EXERCISE:
The data must be copied over exactly and in full.

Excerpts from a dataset

▼

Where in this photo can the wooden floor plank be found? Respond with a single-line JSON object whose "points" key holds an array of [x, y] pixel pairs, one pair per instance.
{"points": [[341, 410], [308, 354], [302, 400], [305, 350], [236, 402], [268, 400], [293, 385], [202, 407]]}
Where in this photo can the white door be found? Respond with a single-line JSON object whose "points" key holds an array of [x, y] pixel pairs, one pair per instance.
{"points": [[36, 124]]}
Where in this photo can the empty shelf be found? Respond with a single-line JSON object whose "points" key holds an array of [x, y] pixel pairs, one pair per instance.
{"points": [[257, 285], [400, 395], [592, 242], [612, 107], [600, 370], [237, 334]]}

▲

ANSWER SECTION:
Where in this photo can the wooden floor plank be found? Respond with a single-line JSON object whose "points" key holds an array of [x, y] pixel pairs, one pair per instance.
{"points": [[341, 410], [308, 354], [302, 400], [305, 350], [236, 402], [268, 400], [293, 385], [202, 407]]}
Where in this photo can the white door be found? Respond with a single-line JSON object whose "points" key holds an array of [x, y] pixel pairs, one pair per instance.
{"points": [[36, 124]]}
Where in this photo can the empty shelf be found? Respond with a single-line JSON object whose "points" key holds an array of [x, y] pixel pairs, one pair per instance.
{"points": [[257, 285], [400, 395], [592, 242], [612, 107], [600, 370], [237, 334]]}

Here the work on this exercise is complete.